*Dataset excerpt:*
************

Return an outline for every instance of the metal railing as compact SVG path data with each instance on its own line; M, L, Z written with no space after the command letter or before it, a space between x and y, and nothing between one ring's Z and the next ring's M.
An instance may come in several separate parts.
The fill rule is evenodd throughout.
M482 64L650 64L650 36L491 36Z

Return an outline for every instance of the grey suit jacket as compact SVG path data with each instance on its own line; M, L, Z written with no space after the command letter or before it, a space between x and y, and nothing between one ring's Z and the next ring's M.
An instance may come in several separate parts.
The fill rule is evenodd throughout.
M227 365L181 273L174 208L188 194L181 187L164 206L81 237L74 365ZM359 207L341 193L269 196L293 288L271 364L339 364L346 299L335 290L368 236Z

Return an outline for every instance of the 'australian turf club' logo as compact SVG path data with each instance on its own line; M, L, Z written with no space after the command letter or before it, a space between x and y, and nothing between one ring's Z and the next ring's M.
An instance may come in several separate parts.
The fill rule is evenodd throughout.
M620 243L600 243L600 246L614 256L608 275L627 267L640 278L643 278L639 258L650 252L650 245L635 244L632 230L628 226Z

************

Write out the rows above verbatim, reproducing every line as it appears.

*Written answer:*
Return an outline for every instance of the metal railing as compact SVG path data with each instance on its own line; M, L, Z written with no space after the command letter or before it, a space between x and y, and nothing between one ring's Z and the next ring's M.
An instance may come in several separate parts.
The fill rule is evenodd throughout.
M482 64L650 64L650 36L491 36Z

Return an outline for every instance of the grey suit jacket as compact SVG path data with each instance on its own line; M, L, Z written with no space after the command letter or before it, a space between x and y, and nothing between one ring's Z and the next ring's M.
An instance may come in several separate parts.
The fill rule is evenodd throughout.
M227 365L181 273L174 208L188 194L181 187L164 206L81 237L74 365ZM359 207L341 193L269 196L293 288L271 364L339 364L346 299L335 290L368 236Z

Return an outline for every instance of the 'australian turf club' logo as compact SVG path data with each instance on its own line; M, L, Z written with no space after the command letter or before it, a space between x and y, and nothing between one ring's Z and the next ring's M.
An instance may come in several separate parts.
The fill rule is evenodd throughout.
M620 243L600 243L600 246L614 256L608 275L627 267L640 278L643 278L639 258L650 252L650 245L635 244L632 230L628 226Z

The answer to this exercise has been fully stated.